> [SOURCE PASSAGE]
## begin

What then is the rule, and what the degree in which taxes can be
imposed by the states on moneyed capital in the hands of individual
citizens?
So far as that capital consists of ordinary funds or securities
acquired or held under the laws of the states, the measure of
taxation must necessarily be determined by the discretion of the
state legislature. The responsibility of their members to the
people, their own interests in common with those of their
constituents, their knowledge, their justice, and their wisdom must
be relied on for security against injustice. But so far as that
capital consists of bonds or other securities of the United States,
it cannot be taxed at all by state authority in the hands of
individual citizens. That portion is exempted by the Constitution
as interpreted by this Court in the cases already cited.
Here, then, we have the common rule and common degree of
taxation applicable alike to shares in national banking
associations and to moneyed capital in the hands of individuals.
That proportion of each which is liable to taxation must be taxed
alike; that proportion of each which is exempt under the
Constitution must not be taxed at all by state authority. Taxation
of the former by no greater rate
Page 70 U. S. 598
than the latter means equal taxation for both. Any construction
of the proviso which denies the same exemptions to the proportion
of the shares invested in national securities, which it concedes to
the like proportion of other moneyed capital invested in like
manner, seems to us manifestly at variance with the declared
intention of Congress.
But it is insisted that the shares of capital may be taxed by
another rule than that which governs the taxation of other moneyed
capital because of something peculiar in the nature of shares. It
is said that the association owns the capital, and that the
shareholders have no control over this property except through the
choice of officers, directors, or agents, and no right to the
property except the right to receive a due proportion of the
earnings of the association while it exists, and a similar
proportion of the property after its dissolution.
It is true that the shareholder has no right to the possession
of any part of the corporate property while the corporation exists
and its affairs are honestly managed. He has committed his
interest, for a time, to the possession and control of the
corporation of which he is a member, and he has only a member's
voice in the management of it.
So a man who has leased a farm has no right to possession or
control during the lease -- but who denies his property in the
farm? And if a dozen owners join in the lease, has not each one an
interest in the property to the extent of one-twelfth?
So if for the time the property of the shareholder is placed
beyond his direct control and converted into property of the
association, how can that circumstance affect the intrinsic
character of his shares as shares of the whole corporate property?
How can a man's shares of any property be the subject of valuation
at all if not with reference to the amount and productiveness of
the property of which they are a part? What value can they have
except that given them by that amount and that productiveness? A
certificate of title to a share is not a share. It is evidence of
the shareholder's interest. His interest may be transferred by the
transfer of
Page 70 U. S. 599
the certificate, but it is not the certificate that is valued
when the worth of the share is estimated either by the speculator
in the market or by the tax assessor. It is the property which it
represents that is valued, by the speculator often with reference
to speculation only, but by the public officer always, if he does
his duty, by the real worth of the property, all things
considered.
It is said also that the taxation of the shares by the states
was intended as part of the price of the privileges granted to the
associations by Congress, and especially for the new use allowed to
be made of the bonds by depositing them as security for the
redemption of the circulating notes issued to the associations by
the government.

## end

> [INFORMATION PROVIDED]

## begin

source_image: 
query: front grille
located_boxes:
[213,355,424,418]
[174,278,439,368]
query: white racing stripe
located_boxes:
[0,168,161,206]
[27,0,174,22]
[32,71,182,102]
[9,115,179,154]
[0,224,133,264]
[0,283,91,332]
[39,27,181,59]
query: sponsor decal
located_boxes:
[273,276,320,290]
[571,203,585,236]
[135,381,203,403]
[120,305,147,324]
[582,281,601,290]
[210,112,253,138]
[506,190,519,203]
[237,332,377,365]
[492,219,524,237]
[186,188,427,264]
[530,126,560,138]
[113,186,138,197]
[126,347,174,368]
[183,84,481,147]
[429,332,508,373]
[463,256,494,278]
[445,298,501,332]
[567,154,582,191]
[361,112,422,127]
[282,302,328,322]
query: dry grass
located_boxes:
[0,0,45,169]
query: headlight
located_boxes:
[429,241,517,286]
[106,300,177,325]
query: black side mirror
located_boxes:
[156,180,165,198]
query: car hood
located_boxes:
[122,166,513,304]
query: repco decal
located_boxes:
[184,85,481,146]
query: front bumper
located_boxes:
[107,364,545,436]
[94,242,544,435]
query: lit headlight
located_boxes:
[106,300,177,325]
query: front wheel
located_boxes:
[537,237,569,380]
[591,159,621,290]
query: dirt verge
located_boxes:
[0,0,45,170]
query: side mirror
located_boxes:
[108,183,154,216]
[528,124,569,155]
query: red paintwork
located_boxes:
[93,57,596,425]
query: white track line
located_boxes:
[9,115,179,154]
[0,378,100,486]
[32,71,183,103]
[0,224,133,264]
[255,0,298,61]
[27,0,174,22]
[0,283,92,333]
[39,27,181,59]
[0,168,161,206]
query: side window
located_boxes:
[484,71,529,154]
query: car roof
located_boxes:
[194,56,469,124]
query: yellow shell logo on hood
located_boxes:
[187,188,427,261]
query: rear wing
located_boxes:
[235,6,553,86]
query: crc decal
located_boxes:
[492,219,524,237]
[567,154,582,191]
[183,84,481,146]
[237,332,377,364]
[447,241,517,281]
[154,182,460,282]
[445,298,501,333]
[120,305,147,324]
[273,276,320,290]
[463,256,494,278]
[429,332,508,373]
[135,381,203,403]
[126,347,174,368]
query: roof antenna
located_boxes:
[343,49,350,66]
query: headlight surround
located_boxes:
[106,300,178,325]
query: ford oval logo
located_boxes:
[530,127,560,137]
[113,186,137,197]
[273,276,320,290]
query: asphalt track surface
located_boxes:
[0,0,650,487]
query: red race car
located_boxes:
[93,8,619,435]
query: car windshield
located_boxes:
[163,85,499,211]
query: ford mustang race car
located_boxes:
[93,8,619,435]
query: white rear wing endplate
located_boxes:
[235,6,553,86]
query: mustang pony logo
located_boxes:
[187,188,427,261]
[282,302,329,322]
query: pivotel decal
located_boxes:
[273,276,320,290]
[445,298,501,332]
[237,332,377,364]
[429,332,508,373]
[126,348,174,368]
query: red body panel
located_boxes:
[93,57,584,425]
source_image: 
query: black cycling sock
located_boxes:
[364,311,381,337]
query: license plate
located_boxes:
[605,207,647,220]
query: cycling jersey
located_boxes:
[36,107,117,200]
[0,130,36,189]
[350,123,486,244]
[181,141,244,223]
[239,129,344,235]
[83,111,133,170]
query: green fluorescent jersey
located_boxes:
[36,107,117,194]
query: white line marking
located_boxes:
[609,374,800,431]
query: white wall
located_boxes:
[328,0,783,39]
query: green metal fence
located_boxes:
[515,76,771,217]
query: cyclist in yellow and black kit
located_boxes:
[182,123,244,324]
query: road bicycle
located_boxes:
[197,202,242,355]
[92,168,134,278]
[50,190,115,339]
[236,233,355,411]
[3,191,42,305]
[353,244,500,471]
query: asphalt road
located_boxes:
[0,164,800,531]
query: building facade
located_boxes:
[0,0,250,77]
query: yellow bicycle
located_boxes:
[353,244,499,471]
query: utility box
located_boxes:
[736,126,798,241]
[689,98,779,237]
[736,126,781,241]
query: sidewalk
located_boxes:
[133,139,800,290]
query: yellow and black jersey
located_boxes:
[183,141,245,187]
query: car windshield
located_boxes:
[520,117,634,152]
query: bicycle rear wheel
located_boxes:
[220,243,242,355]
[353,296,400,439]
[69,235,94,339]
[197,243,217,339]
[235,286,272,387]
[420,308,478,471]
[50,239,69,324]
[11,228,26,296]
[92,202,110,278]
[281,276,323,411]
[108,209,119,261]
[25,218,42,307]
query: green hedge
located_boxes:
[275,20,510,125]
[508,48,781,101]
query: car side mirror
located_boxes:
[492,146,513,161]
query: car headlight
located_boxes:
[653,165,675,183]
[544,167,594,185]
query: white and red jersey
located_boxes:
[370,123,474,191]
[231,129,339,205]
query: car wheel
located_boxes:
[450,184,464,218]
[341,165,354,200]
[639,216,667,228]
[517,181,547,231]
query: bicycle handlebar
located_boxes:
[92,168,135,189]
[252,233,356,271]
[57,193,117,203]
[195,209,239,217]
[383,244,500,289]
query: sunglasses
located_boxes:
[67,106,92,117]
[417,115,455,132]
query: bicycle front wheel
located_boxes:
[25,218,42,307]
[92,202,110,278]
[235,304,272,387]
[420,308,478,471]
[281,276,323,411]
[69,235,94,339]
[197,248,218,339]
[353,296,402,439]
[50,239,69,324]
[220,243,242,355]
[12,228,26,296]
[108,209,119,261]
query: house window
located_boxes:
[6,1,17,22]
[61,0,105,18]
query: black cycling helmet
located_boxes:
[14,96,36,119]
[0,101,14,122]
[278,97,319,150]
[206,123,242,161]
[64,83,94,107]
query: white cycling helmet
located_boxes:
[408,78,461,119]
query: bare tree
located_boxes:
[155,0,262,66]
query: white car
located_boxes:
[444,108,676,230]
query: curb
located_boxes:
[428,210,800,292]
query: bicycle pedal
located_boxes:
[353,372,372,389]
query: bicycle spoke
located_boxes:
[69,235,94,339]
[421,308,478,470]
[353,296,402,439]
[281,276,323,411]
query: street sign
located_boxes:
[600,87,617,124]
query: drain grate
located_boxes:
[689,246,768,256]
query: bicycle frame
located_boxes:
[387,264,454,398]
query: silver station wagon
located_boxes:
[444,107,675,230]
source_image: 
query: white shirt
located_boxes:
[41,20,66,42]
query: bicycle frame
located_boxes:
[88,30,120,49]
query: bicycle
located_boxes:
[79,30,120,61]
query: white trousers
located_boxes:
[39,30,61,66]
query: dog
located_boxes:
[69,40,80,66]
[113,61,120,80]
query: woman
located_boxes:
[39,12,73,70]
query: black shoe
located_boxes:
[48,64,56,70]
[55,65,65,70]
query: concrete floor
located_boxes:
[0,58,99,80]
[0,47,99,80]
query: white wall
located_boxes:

## end

> [TASKS]
a: Translate this sentence from the passage on state taxation of bank shares into Spanish: "A certificate of title to a share is not a share."
b: In the listing, switch "located_boxes" to "found_boxes" in the lines starting with the one that contains "query: crc decal" and going on through the one that contains "[106,300,178,325]". Return only those lines, with nothing else changed.
The listing has no connection to the court text about taxing bank shares.

> [ANSWERS TO THE PROBLEMS]
a: Un certificado de titularidad de una acción no es una acción.

b:
query: crc decal
found_boxes:
[492,219,524,237]
[567,154,582,191]
[183,84,481,146]
[237,332,377,364]
[447,241,517,281]
[154,182,460,282]
[445,298,501,333]
[120,305,147,324]
[273,276,320,290]
[463,256,494,278]
[429,332,508,373]
[135,381,203,403]
[126,347,174,368]
query: roof antenna
found_boxes:
[343,49,350,66]
query: headlight surround
found_boxes:
[106,300,178,325]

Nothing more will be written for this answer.